*Goal*. Please copy word for word everything from the line containing "Can you find the man's" down to the end of the entries below, keeping both of those ends.

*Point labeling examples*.
□ □ □ □ □ □ □
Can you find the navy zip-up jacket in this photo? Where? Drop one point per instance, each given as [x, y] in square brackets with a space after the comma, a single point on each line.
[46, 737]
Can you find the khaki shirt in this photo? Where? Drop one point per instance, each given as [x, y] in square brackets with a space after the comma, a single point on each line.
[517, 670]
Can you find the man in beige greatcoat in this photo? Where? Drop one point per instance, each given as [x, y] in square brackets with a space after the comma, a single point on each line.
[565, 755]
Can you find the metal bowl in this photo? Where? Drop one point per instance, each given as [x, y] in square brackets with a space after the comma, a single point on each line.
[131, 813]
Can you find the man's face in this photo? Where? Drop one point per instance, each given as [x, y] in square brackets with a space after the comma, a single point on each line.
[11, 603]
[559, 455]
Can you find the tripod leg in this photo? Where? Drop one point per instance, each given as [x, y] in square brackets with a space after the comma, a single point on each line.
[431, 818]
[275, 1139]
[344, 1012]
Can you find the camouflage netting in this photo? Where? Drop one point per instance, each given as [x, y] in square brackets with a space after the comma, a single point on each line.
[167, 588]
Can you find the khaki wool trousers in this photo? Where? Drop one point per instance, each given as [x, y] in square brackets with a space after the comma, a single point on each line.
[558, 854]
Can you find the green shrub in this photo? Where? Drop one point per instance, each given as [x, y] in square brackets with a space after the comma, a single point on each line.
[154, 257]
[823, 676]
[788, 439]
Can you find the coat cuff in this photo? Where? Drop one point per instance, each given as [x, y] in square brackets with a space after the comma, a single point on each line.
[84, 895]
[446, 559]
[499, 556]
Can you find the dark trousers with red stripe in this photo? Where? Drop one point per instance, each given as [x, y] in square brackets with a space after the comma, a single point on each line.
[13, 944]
□ □ □ □ □ □ □
*The response*.
Can you find the man's face in this photo? Where? Drop one point per instance, each given as [x, y] in square brackets with a space after the comma, a single point on each line.
[11, 603]
[559, 455]
Can you find the tripod leg in this photo? Where? Drop one point per instance, each given as [x, y] in square brackets with a space after the comma, a single point on each line.
[431, 818]
[275, 1139]
[344, 1012]
Can you find the camouflage netting in this photo? Where? Drop one point per instance, each given as [x, y] in square brackets with a space after the comma, a single point on each line.
[167, 588]
Can you find the khaki wool trousers in this photo? Where? Drop one point per instance, each given as [x, y] in square brackets with a space after the comma, a single point on each line.
[558, 854]
Can you find the green shrub in this photo? Where? Drop one point per instance, each given as [x, y] in square brackets with a space after the comma, a single point on each line.
[154, 257]
[823, 676]
[788, 439]
Can you find the coat cuff in this photo? Where? Drop one point per instance, each given as [x, y] in square brackets with a space after the comma, a single point on each line.
[84, 895]
[446, 559]
[499, 556]
Can you find the dark trousers with red stripe in this photo? Where? Drop one point per instance, each given as [x, y] in square brackets with a space after the comma, a single point on each line.
[13, 944]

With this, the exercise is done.